**PAGE**
──────────

Six millions de juifs ont été assassinés par les nazis lors de la dernière guerre mondiale. A ceux là qui ne reposeront jamais en paix, il faut ajouter tous les morts vivants « Les survivants » seulement capables de faire la conversation avec les disparus..
Est-ce à dire que le monde serait à jamais condamné à vivre et revivre cette tragédie
C’est sans doute pour prendre le contrepied d’une telle assertion qu’Emanuel Bergmann, juif allemand né en 1972 et vivant aux Etats Unis a pris la plume. « Max et la grande illusion », son premier roman traite d’un sujet beaucoup trop grave pour que son écriture ne se nourrisse que de larmes et de sang. Ici, on a l ‘audace, voire l’insolence de rire, parfois de sourire, souvent de s’émerveiller du seul fait d’être en vie.
L’action se déroule en parallèle à Prague, au début du siècle, et à Los Angeles dans les années 2000.
Moshe fils d’un rabbin plus versé dans la Torah que dans les choses de la vie est en réalité l’enfant de Moshe le serrurier, qui a su trouvé la clé du cœur de la belle Rifka, en l’absence de son mari parti à la guerre. C’est au « Cirque magique » que l’adolescent découvrira tous les trucs, illusions susceptibles de faire rêver enfants et adultes. C’est ainsi que Moshe deviendra le grand Zabbatini, sublime magicien et amoureux comblé. Son succès deviendra si grand que tous, Hitler y compris voudront bénéficier de ses conseils. Mais les maitres du monde se lassant de tout, les nazis n’hésiteront pas à l’envoyer en camp de concentration. Là en acceptant de cacher une petite fille dans sa valise à double fond il réussira à la sauver. Démontrant par là que l’opposition entre le faux et le vrai n’a pas forcément de raison d’être.

──────────

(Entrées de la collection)
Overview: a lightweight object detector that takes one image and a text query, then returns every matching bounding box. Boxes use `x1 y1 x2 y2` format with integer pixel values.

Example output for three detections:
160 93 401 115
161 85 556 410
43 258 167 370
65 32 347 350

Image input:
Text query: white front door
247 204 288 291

──────────

**TRAVAIL À FAIRE**
a - D'après la page, dans quelles villes et à quelles époques se déroule l'action du roman ?
b - Recopiez mot pour mot le passage de la page qui va de « Est-ce à dire » à « d’être en vie. ».
c - Dressez la liste de toutes les villes et de tous les pays nommés dans la page.

**SOLUTIONS**
a - À Prague au début du siècle, et à Los Angeles dans les années 2000.

b -
Est-ce à dire que le monde serait à jamais condamné à vivre et revivre cette tragédie
C’est sans doute pour prendre le contrepied d’une telle assertion qu’Emanuel Bergmann, juif allemand né en 1972 et vivant aux Etats Unis a pris la plume. « Max et la grande illusion », son premier roman traite d’un sujet beaucoup trop grave pour que son écriture ne se nourrisse que de larmes et de sang. Ici, on a l ‘audace, voire l’insolence de rire, parfois de sourire, souvent de s’émerveiller du seul fait d’être en vie.

c - Prague, Los Angeles, Etats Unis